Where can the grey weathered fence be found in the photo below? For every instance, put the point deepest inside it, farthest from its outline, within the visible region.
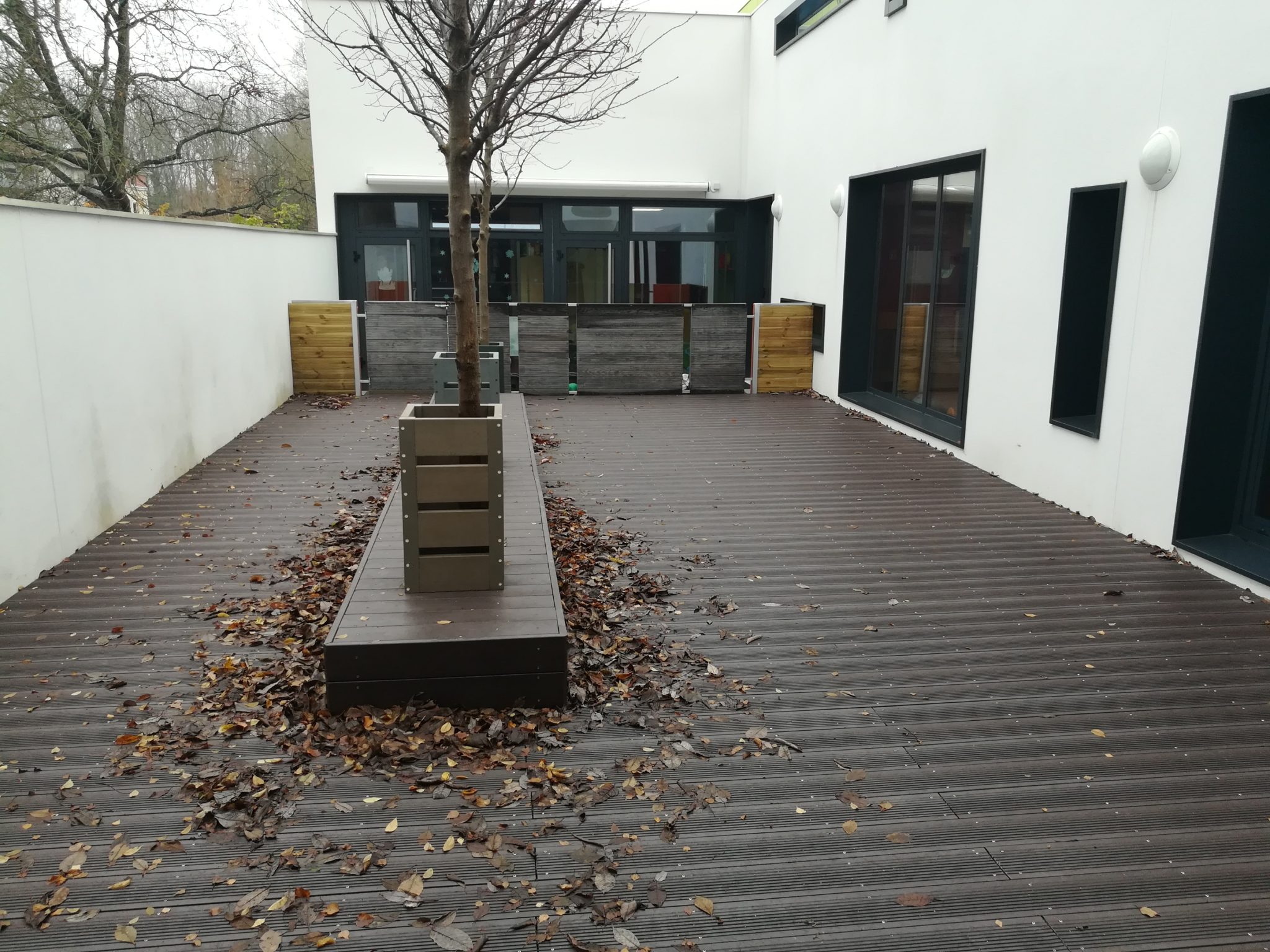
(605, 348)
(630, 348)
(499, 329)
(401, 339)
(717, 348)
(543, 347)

* * *

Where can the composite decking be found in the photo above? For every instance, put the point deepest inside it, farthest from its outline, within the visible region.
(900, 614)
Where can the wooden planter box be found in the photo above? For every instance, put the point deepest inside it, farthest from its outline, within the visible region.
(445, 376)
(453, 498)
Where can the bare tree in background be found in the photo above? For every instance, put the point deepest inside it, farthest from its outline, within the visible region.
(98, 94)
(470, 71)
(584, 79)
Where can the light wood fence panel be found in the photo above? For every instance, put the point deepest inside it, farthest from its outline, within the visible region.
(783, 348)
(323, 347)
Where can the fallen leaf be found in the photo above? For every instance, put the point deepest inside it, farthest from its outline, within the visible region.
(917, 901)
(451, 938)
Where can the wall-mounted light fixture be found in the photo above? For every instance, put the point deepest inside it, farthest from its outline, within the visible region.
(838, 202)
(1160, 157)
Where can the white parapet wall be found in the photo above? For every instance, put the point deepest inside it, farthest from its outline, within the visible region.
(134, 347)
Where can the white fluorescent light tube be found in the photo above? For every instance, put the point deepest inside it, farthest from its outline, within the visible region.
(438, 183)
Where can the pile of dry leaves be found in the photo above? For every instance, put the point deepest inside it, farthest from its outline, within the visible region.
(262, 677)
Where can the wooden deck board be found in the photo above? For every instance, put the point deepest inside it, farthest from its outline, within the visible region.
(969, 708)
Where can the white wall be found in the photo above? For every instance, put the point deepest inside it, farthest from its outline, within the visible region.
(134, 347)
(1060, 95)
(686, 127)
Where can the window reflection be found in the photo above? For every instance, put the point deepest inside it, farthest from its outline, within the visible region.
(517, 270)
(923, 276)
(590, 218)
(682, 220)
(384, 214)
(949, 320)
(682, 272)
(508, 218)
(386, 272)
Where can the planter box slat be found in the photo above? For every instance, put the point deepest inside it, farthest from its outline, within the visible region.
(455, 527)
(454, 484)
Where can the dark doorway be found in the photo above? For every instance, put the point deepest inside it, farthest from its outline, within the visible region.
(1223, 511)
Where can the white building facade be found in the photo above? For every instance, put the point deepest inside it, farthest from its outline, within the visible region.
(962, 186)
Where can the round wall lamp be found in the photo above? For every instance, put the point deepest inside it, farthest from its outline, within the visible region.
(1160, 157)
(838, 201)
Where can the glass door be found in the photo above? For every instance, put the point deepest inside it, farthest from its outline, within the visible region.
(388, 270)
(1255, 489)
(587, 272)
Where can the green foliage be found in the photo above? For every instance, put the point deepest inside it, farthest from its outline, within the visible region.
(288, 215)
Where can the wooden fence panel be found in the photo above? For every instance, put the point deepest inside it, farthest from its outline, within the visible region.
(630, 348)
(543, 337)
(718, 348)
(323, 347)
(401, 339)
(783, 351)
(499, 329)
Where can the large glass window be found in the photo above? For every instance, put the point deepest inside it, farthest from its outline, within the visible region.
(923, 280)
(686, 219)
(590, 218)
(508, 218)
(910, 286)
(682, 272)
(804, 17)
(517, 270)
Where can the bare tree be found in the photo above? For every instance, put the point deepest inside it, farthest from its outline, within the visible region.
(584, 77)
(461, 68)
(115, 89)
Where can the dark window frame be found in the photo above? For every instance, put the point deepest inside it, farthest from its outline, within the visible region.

---

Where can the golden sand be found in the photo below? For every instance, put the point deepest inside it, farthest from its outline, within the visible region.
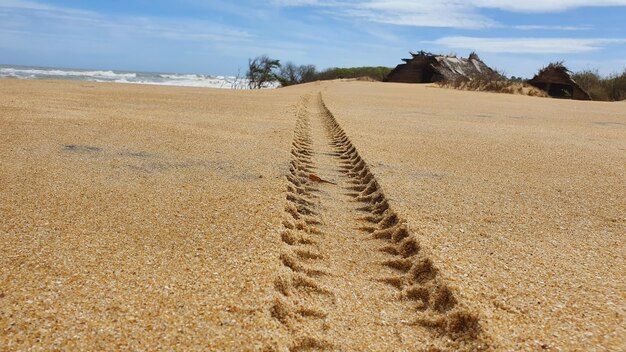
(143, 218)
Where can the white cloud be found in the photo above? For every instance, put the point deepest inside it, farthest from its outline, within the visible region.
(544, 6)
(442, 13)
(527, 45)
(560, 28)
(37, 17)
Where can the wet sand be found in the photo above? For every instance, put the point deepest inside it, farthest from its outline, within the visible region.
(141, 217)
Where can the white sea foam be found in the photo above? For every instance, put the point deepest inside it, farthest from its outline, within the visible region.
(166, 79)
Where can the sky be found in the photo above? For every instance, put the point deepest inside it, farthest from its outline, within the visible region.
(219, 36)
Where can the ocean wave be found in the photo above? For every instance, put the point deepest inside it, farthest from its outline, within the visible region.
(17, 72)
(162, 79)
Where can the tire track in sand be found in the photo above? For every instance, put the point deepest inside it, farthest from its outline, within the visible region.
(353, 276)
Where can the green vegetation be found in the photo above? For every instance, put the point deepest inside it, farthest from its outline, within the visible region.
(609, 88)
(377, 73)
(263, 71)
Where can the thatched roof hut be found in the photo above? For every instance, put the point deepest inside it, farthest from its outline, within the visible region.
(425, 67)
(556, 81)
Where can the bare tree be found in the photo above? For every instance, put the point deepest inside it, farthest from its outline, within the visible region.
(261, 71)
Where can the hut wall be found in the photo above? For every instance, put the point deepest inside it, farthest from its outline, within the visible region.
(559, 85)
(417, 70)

# EXERCISE:
Reproduce the items from the line containing "Where can the glass" down through the line containing "Where can the dark window", swapping "foliage" for "greenery" and changing nothing else.

# SOLVED EXERCISE:
Where can the glass door be found in the photo above? For every instance, put the point deepest inside it, farthest from its outline, within the visible region.
(388, 270)
(1255, 489)
(587, 272)
Where can the green greenery be found in the photo above? For every instance, put the point deepest inside it, farthest from its outline, within the visible region.
(288, 215)
Where can the wooden fence panel be found in the photo above? For every instance, put the point deepest inside it, farthest from its outline, within the visible region.
(630, 348)
(543, 337)
(718, 348)
(323, 347)
(401, 339)
(783, 351)
(499, 329)
Where can the large glass window be found in the photo above? For every instance, put the point deepest inside it, farthest from its outline, within the visible region.
(923, 280)
(686, 219)
(590, 218)
(508, 218)
(910, 286)
(682, 272)
(804, 17)
(517, 270)
Where can the bare tree be found in the photo above? For every instance, put the point deepest inside it, farthest from its outline, within the visible region.
(584, 77)
(461, 68)
(115, 89)
Where can the dark window frame be found in the photo above? For every instance, put the point deepest inside it, farthest from its outline, within the visible region.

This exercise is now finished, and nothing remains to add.